Passage shown:

-----

The music world of the 60s and 70s seems to be having a literary renaissance at the moment. Recently we have had David Mitchell’s Utopia Avenue and Taylor Jenkins Read’s Daisy Jones and the Six. Much like those books, Dawnie Walton’s The Final Revival of Opal & Nev, is about a band that burned brightly and briefly and a quest to find out what happened and why. Along the way though, Walton, as well as wondering about the indefinable magic of music, will dig into issues of race (Black Lives Matter) and gender relations in the United States and questions of privilege and entitlement.

The mode of Opal & Nev is established early on. S. Sunny Shelton has been given an exclusive for her music magazine in the lead up to a revival of 1970s rock sensations Opal Pearl and Nev Charles. Shelton has a personal stake in their story, as she is the daughter of Jimmy Curtis, the drummer who lost his life in an incident at an event known as the Rivington Showcase. This tragedy in some ways launched Opal and Nev to stardom. The book is told through the interviews that Shelton does as she uncovers the truth about that night and of her father’s relationship with Opal, but also with plenty of authorial voice as Shelton also tells the story of the writing of the book itself.

-----

Brief A: Repeat the part of the book review starting with "The mode of" and going on through "the book itself.".
The book review has no connection to the rows that come after it.

-----

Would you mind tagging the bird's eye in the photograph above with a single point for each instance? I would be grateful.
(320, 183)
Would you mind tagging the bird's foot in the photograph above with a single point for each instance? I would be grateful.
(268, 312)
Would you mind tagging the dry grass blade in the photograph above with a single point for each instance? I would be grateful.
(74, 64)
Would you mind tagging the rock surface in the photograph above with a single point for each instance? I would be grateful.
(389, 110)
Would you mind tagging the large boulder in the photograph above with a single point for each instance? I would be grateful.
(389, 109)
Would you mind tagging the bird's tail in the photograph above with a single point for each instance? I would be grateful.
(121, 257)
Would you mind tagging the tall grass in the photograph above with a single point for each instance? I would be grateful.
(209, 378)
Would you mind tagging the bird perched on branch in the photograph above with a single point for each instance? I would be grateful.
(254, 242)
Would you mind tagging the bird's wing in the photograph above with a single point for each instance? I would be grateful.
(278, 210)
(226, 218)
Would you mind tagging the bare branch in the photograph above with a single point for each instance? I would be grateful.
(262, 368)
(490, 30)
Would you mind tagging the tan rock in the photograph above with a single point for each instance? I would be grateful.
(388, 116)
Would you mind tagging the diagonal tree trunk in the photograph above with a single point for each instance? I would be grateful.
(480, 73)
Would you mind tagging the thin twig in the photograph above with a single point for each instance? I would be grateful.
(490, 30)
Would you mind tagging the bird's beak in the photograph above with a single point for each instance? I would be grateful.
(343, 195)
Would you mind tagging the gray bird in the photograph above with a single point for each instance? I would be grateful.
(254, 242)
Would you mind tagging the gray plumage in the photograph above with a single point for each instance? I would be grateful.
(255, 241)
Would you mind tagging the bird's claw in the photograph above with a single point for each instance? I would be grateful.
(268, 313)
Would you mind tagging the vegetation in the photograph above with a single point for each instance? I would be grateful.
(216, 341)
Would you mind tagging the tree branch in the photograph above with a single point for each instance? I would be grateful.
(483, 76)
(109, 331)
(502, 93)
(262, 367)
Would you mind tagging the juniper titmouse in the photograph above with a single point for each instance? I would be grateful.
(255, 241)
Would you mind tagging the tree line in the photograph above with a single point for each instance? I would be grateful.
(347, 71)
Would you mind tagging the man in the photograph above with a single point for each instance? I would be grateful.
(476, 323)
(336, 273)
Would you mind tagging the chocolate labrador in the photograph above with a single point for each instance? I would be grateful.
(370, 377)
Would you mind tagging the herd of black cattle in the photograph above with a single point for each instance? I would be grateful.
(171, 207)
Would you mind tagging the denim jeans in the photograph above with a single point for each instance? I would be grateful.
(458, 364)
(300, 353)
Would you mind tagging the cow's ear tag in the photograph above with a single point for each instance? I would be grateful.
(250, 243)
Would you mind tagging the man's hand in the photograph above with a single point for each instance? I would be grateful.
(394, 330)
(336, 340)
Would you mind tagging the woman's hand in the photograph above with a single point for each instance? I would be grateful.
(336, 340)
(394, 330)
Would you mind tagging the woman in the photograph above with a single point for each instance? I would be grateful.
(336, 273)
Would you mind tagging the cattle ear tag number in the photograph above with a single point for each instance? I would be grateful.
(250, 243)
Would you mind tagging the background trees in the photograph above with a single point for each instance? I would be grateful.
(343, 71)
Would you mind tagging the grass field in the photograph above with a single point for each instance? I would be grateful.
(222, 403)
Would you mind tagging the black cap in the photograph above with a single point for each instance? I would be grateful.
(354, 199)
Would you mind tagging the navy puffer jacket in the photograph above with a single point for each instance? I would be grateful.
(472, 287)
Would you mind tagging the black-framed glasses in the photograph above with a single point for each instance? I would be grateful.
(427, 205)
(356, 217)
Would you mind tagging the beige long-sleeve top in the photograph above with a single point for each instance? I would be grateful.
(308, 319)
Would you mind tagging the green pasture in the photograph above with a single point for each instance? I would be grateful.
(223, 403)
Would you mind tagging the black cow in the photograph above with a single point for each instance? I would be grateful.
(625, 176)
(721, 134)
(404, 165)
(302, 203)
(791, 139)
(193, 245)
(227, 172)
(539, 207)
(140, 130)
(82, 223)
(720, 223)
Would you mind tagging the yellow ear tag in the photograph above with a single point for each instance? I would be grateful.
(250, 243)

-----

Brief B: Reproduce the rows word for word, starting with the line with "Would you mind tagging the green" and going on through the last line of the rows.

Exercise response A:
The mode of Opal & Nev is established early on. S. Sunny Shelton has been given an exclusive for her music magazine in the lead up to a revival of 1970s rock sensations Opal Pearl and Nev Charles. Shelton has a personal stake in their story, as she is the daughter of Jimmy Curtis, the drummer who lost his life in an incident at an event known as the Rivington Showcase. This tragedy in some ways launched Opal and Nev to stardom. The book is told through the interviews that Shelton does as she uncovers the truth about that night and of her father’s relationship with Opal, but also with plenty of authorial voice as Shelton also tells the story of the writing of the book itself.

Exercise response B:
Would you mind tagging the green pasture in the photograph above with a single point for each instance? I would be grateful.
(223, 403)
Would you mind tagging the black cow in the photograph above with a single point for each instance? I would be grateful.
(625, 176)
(721, 134)
(404, 165)
(302, 203)
(791, 139)
(193, 245)
(227, 172)
(539, 207)
(140, 130)
(82, 223)
(720, 223)
Would you mind tagging the yellow ear tag in the photograph above with a single point for each instance? I would be grateful.
(250, 243)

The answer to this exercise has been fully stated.